> _Your instructions_
Go over the data and work out how many lines include the word "like". Give that number only.

(Records from a collection)
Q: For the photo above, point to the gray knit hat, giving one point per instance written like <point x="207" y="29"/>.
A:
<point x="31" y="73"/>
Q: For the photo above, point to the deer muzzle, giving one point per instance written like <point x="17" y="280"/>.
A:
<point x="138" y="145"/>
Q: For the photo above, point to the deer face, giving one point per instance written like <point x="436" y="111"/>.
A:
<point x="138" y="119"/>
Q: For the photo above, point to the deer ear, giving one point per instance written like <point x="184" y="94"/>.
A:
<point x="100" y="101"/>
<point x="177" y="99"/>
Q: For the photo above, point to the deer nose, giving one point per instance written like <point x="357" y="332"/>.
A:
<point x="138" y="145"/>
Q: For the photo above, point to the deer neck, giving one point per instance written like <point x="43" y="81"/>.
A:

> _Task response_
6